_Excerto fornecido_.
┌──
Esmagados pelo terror

Kazimir Malevich, «A Cavalaria Vermelha» (1928-1932). Em 1929, acusado de «subjectivismo» na imprensa, Malevich foi expulso das funções que ocupava, preso e torturado. Morreu só e na miséria em 1935.

Tradução de um artigo de Julia Luzán publicado na secção de arte do El País Semanal de 16 de Outubro de 2011. Sobre a exposição La Caballería Roja. Crea­ción y poder en la Rusia soviética de 1917 a 1945. Se for a Madrid até 8 de janeiro poderá vê-la no Centro Cultural La Casa Encendida. Informação detalhada a obter aqui. E pode clicar aqui para obter o programa em pdf.

Outubro de 1917. Ano zero de uma nova era. A revolução russa triunfara e o mundo inteiro assistia, entre o entusiasmado e o teme­roso, ao nascimento de um Estado que saudava um novo tipo de homem, um novo humanismo. Lenine estava no vértice, velando sempre, apesar dos acontecimentos se sucederem a uma velocidade estonteante. Os bolcheviques começavam a escrever a sua parte da História e era necessário dotá-la de sím­bolos, de imagens, de palavras. Os artistas, «engenheiros da alma», como os batizaria Estaline, meteram as mãos à obra enchendo a nova Rússia de ciência, técnica, livros e arte.

Mas quais foram verdadeiramente as relações no interior da elite de homens e de mulheres que se colocaram então às ordens da revolução e do comunismo? Uma ambiciosa exposição, La Caballería Roja. Crea­ción y poder en la Rusia soviética de 1917 a 1945, que acaba de abrir em Madrid, analisa o modo como desde a morte de Lenine, em 1924, até à de Estaline, em 1953, habitante algum da URSS pôde permanecer à margem da ideologia. Para explicá-lo com poderosas imagens, Rosa Ferré, a comissária da mostra, concebeu um itinerário através de mais de 300 materiais muito diversos, desde obras-primas da vanguarda pictórica até certas peças-chave recolhidas da estética do realismo socialista. Os protagonistas são escritores, Anna Akmatova, Mandelstam, Pasternak, Maiakovski, Babel, ou artistas como Kandinsky, Chagall, Malevich, Rodchenko, Klucis e Deineka. La Caballería Roja é uma viagem até ao talento criativo das três primeiras décadas do século XX na Rússia so­viética, uma época de enorme energia criativa marcada também pela mais absoluta repressão.
└──
_Instrução A_.
Responda com base no excerto fornecido:
(i) Em que ano morreu Malevich?
(ii) Em que centro cultural de Madrid se pode ver a exposição?
(iii) Quem é a comissária da mostra?
O texto e os registos não têm qualquer relação entre si.

_Material de entrada_.
┌──
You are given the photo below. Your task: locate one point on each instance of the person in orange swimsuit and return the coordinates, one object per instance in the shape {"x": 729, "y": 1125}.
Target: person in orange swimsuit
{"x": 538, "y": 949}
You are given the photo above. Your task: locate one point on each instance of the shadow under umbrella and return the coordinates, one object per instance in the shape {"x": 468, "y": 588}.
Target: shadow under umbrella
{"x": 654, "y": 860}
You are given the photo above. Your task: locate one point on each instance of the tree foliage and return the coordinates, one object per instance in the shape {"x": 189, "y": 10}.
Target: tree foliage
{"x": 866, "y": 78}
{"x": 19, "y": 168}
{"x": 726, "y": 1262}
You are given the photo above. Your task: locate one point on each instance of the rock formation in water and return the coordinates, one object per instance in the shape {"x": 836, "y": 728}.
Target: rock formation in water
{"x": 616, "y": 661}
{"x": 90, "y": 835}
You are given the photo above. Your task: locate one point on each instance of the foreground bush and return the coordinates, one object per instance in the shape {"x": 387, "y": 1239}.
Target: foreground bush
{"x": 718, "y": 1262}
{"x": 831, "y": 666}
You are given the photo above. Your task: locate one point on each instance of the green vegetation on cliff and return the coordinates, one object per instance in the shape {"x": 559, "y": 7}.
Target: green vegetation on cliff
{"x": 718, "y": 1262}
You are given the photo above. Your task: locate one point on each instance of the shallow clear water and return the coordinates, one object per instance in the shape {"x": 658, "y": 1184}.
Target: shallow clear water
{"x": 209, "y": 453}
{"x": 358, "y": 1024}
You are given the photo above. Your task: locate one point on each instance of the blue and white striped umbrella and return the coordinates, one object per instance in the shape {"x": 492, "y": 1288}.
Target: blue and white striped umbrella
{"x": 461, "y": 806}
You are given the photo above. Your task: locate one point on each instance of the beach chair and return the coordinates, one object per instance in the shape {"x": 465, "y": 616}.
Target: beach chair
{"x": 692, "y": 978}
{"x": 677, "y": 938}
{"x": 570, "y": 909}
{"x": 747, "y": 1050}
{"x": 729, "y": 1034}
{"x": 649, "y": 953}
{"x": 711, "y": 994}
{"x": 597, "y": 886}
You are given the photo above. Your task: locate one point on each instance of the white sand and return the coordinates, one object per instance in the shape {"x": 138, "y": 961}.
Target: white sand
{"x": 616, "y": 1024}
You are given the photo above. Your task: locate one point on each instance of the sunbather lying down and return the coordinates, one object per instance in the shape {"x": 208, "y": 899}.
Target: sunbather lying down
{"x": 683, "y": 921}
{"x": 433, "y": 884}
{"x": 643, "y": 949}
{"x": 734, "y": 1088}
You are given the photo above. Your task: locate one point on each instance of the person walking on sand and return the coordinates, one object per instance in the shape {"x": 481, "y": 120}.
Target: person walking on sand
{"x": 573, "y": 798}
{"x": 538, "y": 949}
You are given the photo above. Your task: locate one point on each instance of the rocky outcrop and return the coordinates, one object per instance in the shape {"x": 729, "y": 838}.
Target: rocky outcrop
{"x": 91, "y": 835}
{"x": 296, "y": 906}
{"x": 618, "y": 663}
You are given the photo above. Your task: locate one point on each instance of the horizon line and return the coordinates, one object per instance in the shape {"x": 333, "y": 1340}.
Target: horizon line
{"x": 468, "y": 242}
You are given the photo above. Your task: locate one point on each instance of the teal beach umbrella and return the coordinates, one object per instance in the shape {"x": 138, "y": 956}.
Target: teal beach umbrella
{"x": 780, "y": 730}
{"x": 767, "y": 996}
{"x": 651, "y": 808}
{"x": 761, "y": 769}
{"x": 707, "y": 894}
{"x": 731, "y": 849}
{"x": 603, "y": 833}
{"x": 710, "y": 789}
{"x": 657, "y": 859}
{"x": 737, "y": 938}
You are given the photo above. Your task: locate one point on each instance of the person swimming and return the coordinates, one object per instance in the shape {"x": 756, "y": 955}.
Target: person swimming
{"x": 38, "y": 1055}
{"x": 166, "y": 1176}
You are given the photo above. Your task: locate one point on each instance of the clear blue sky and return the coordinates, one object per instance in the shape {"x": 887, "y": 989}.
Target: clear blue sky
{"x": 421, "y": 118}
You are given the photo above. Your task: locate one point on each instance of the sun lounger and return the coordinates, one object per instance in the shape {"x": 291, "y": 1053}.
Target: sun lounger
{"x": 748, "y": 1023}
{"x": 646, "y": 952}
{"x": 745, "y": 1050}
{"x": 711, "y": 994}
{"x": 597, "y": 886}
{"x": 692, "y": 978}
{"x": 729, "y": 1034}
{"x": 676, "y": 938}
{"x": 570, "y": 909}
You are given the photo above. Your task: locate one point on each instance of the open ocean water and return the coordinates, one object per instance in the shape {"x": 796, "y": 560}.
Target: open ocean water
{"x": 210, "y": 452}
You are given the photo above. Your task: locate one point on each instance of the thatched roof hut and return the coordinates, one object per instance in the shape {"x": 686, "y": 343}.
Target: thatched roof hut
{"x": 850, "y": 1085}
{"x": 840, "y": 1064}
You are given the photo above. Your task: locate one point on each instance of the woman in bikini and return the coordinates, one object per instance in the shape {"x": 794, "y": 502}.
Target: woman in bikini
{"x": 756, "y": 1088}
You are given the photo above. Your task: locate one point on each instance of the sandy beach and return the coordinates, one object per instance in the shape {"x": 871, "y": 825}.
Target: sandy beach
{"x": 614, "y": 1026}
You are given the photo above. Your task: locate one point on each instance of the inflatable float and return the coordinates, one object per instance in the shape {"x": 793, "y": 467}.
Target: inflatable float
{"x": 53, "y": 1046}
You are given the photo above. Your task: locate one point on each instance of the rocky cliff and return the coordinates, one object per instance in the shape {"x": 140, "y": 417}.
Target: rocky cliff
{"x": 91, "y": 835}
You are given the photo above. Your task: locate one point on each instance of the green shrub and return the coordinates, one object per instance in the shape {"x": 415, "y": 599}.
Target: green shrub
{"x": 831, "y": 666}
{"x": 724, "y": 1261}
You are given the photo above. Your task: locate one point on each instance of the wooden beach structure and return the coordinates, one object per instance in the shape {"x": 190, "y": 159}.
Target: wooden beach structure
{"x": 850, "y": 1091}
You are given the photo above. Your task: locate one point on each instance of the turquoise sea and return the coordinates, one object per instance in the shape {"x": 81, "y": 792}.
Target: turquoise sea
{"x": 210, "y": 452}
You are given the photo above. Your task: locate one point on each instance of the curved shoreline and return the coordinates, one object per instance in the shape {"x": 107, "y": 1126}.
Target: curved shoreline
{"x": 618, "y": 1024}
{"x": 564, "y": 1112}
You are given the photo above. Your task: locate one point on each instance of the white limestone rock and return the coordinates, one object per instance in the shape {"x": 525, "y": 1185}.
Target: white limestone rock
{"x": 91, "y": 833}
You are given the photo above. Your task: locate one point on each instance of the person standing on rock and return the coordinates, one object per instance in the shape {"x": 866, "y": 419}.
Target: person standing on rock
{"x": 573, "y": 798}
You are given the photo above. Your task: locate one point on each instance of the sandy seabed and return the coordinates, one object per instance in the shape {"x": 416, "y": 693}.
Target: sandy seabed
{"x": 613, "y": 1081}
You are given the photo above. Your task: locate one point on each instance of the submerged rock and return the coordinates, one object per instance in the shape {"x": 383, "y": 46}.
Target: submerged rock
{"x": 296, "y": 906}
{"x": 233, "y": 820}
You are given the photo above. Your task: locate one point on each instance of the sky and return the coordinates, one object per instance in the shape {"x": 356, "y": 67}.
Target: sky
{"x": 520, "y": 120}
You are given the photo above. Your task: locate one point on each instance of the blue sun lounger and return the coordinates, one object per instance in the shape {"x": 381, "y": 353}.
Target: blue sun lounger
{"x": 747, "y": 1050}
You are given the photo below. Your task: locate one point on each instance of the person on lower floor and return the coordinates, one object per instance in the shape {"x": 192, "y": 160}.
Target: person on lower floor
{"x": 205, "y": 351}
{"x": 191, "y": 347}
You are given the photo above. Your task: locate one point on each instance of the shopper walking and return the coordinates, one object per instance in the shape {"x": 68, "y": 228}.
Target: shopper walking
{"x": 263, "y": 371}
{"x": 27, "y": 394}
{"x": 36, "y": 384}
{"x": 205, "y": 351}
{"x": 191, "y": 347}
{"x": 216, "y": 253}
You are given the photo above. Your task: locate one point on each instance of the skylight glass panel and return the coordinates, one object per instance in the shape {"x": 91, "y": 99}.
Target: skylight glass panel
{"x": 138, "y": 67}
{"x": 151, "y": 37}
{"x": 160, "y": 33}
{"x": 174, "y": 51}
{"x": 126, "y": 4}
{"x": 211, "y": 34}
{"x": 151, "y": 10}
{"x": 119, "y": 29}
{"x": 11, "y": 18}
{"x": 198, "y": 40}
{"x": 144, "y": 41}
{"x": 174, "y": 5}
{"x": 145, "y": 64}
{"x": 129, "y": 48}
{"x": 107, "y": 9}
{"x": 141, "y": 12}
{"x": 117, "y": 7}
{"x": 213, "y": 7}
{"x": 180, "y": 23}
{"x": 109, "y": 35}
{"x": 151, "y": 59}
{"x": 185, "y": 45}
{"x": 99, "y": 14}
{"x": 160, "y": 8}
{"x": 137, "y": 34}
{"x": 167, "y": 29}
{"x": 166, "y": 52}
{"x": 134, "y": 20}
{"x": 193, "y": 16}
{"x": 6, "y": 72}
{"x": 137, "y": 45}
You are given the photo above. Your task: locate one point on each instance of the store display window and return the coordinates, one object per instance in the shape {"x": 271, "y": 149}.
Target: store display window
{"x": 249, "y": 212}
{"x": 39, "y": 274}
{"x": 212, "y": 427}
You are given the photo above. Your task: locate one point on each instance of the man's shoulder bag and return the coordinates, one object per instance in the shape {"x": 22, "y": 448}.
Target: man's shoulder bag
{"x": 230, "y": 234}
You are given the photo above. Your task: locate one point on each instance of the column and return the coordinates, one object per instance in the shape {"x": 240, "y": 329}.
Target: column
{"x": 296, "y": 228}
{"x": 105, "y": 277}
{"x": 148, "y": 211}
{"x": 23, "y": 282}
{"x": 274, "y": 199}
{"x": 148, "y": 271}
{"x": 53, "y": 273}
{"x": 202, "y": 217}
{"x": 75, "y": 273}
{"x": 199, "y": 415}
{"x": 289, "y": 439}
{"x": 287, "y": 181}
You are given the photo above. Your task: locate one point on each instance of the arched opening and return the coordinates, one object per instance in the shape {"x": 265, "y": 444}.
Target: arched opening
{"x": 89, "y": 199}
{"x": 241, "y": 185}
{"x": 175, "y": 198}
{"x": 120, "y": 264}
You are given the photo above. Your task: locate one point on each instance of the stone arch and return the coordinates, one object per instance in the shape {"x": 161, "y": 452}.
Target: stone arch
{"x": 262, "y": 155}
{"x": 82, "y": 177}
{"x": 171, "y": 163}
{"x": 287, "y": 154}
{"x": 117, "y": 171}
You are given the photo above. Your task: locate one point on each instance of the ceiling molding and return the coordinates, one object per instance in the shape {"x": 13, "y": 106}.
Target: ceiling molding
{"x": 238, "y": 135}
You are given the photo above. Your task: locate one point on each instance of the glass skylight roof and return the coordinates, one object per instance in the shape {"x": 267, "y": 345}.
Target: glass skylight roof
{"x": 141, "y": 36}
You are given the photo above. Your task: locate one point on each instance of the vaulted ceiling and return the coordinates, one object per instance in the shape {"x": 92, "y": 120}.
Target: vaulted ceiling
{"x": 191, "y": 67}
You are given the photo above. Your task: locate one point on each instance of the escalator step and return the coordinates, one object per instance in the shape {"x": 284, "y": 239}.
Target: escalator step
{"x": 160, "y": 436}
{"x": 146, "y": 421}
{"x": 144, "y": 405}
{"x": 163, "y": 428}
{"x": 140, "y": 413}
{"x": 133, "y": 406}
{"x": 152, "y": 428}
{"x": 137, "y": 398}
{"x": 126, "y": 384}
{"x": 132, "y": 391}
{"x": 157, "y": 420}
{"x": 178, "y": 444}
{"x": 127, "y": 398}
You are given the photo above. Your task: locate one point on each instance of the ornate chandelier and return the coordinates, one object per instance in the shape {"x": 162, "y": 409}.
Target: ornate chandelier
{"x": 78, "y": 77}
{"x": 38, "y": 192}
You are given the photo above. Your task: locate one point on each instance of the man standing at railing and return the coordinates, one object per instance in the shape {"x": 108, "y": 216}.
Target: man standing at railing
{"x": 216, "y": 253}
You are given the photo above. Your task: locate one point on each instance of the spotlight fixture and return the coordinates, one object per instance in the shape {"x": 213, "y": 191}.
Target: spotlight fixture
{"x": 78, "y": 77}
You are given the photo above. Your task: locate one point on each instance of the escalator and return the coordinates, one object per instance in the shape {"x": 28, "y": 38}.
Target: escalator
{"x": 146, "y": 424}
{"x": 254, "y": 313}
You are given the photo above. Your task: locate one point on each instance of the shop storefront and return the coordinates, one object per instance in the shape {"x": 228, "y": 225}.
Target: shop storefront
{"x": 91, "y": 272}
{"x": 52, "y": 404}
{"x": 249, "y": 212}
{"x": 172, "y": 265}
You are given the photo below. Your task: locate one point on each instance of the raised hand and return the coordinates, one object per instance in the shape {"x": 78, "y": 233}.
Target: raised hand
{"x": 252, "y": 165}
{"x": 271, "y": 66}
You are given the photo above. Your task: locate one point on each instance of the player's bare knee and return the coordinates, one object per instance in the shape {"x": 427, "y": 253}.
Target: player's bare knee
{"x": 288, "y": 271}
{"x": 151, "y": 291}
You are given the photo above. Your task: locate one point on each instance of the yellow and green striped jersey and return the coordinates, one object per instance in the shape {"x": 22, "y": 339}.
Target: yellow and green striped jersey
└──
_Instrução B_. Quais são as linhas dos registos que contêm a palavra "float"? Identifique-as e copie cada uma delas.

_Resposta completa A_.
(i) Em 1935.
(ii) No Centro Cultural La Casa Encendida.
(iii) Rosa Ferré.

_Resposta completa B_.
You are given the photo above. Your task: locate one point on each instance of the inflatable float and return the coordinates, one object per instance in the shape {"x": 793, "y": 467}.
Target: inflatable float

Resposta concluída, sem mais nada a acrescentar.